Available records =
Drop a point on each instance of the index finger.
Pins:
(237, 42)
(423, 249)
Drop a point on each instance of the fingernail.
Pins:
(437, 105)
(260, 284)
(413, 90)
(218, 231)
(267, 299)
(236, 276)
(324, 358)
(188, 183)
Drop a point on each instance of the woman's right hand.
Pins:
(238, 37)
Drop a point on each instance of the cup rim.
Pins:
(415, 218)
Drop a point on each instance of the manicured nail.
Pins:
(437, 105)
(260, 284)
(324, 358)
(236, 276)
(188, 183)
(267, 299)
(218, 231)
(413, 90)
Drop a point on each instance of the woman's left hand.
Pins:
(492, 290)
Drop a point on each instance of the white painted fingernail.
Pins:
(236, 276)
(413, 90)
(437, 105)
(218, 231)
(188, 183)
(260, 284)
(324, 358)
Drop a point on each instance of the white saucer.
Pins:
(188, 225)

==

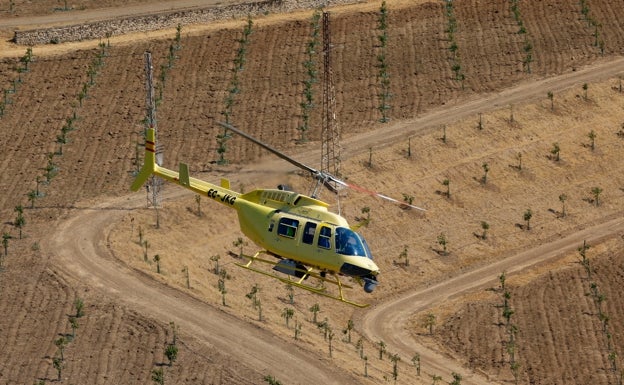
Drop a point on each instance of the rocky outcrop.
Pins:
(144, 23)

---

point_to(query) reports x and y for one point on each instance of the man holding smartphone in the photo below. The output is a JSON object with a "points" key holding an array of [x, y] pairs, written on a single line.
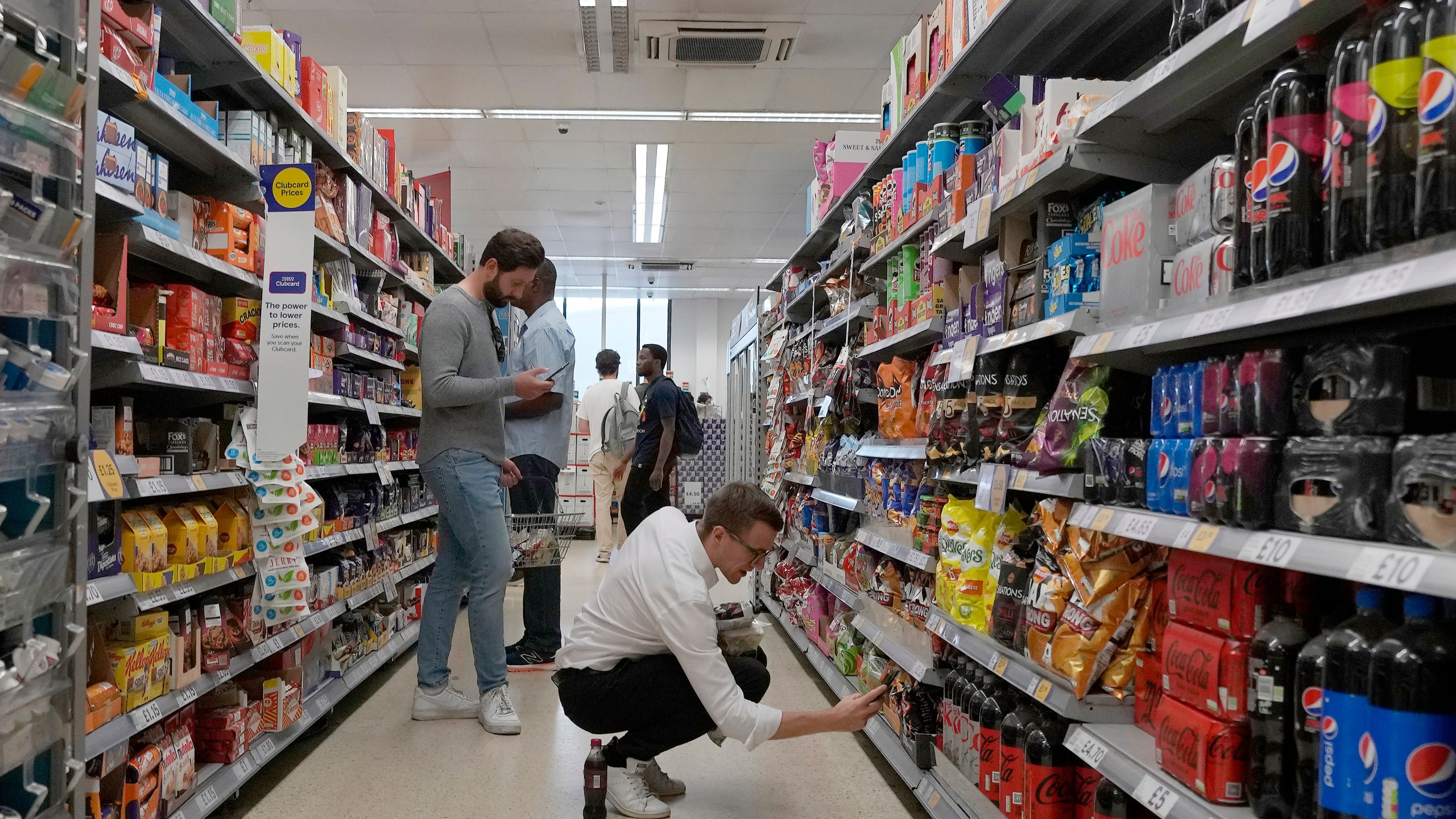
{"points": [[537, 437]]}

Problem details =
Scan the material line by line and report each one that contains "woman".

Task result =
Drop a point on each instance of the woman's right hand.
Drop a point on each instance of the woman's left hand.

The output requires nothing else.